§ Text excerpt:
* * *

# Scout's obedience



## GoldenSail (Dec 30, 2008)

Thought I would update on our progress. She is doing really well and I am pleased! The only thing is the heeling which I struggle with and we are reworking on with some help and better footwork. I don't want to show her until her heeling is where I want it. Same with her mind 

Scout can now do all the Open exercises well. We have not worked on out of sight stays in a while, but in the past she has been able to do them for the duration when practicing alone. I've been babying her the few times we did it in a group setting. The retrieve is good. We had to fix mouthing and pouncing behavior but I am pleased to say both are much improved. Pouncing is gone, and if mouthing is present it is generally minor. She also does the ROJ, although it's really been like 4". She's also doing very nicely on the BJ, taking it straight. Yay!

Utility is coming along well. Her go-outs are good, although I'm still using a box because if I don't she drifts and I am not sure yet how I am going to address that. After doing the conditioned jumping from Janice Gunn's DVDs (4" high) I recently started putting the go-out and the directed jumping together. It's going good, and I am thinking about videotaping it. She's still putting these pieces together, so sometimes I am babying her with it by tapping on the jump before sending her (but not always). I am also accepting a pause between going and seeing my signal. Let her process it. Not sure as she advances if I should expect a quicker response. For now though, it's good.

She's known articles and we just got her a big girl set to use. Yay! She can do signals, we are working on directed retrieve with gloves and our pivots. All pretty good.

Anyway, very proud of my goldie girl can't wait until the day I decide we're ready. Hope to go from Novice-Utility relatively quickly with nice scores!


----------



## Titan1 (Jan 19, 2010)

Good for you guys.. We had a pause in between ours because I had never learned Utility before and wanted him and me solid before we started that. Glad I waited now..LOL! He really hung in there rigth away. Best of luck ! Glad to hear the update.


----------



## GoldenSail (Dec 30, 2008)

LOL I have never done Utility before either, but well, onward I go! I have the rule book, I believe I'm a decent trainer, and get occasional lessons. Have read books and have a dvd set.


----------



## Loisiana (Jul 29, 2009)

* * *

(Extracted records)
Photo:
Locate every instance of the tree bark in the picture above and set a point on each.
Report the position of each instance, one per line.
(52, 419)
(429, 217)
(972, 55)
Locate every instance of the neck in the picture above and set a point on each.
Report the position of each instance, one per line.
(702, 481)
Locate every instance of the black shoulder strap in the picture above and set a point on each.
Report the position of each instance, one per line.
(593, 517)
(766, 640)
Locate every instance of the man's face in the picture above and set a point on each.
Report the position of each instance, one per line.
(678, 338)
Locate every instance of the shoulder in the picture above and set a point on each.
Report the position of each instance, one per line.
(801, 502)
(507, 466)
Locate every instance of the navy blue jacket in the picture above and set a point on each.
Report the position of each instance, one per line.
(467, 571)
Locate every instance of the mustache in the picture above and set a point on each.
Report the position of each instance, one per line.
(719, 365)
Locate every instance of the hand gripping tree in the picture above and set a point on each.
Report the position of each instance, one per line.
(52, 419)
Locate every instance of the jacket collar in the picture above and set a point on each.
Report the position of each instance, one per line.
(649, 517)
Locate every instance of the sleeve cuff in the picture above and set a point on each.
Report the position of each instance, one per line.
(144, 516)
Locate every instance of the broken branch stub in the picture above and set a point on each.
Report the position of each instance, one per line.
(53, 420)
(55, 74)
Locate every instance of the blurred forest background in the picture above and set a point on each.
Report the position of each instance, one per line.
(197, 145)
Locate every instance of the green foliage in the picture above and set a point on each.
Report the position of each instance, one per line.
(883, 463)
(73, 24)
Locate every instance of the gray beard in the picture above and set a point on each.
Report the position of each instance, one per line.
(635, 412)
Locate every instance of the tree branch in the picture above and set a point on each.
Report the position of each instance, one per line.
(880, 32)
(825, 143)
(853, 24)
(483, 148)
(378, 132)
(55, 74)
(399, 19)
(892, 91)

* * *

§ Task instructions:
1: In the thread on Scout's obedience, whose DVDs supplied the conditioned jumping work?
2: Resume the thread on Scout's obedience from the point where it stops.

§ Expected outputs:
1: Janice Gunn's.

2:
It sounds like you are doing a great job with her! Flip's my fourth dog to train for obedience and my first one to even think about training through utility before showing. Of course it didn't help that my other three dogs all pretty much started training at the same time, so I didn't have the benefit of learning from my mistakes before training the next one.

Now I already have a list of "things to do differently" for training the next pup!


----------



## Megora (Jun 7, 2010)

> Now I already have a list of "things to do differently" for training the next pup!


Don't we all have those? It seems there's always something to learn how to do better.... !


----------



## Loisiana (Jul 29, 2009)

Megora said:


> Don't we all have those? It seems there's always something to learn how to do better.... !


 
Yes, but not many other people's probably start off with "Teach dog to stare at my boob" :


----------



## Megora (Jun 7, 2010)

I guess that's not on my long or short list..... :


----------



## GoldenSail (Dec 30, 2008)

Loisiana said:


> It sounds like you are doing a great job with her! Flip's my fourth dog to train for obedience and my first one to even think about training through utility before showing. Of course it didn't help that my other three dogs all pretty much started training at the same time, so I didn't have the benefit of learning from my mistakes before training the next one.
> 
> Now I already have a list of "things to do differently" for training the next pup!


This is the biggest reason why I am very happy to have one dog right now. One dog I can focus all my efforts and mistakes on, so when I get my next one I will have all that prior experience. Plus, it is hard enough to try doing multiple things with one dog. I can't imagine trying to manage multiple things with mulitple dogs, especially without prior experience.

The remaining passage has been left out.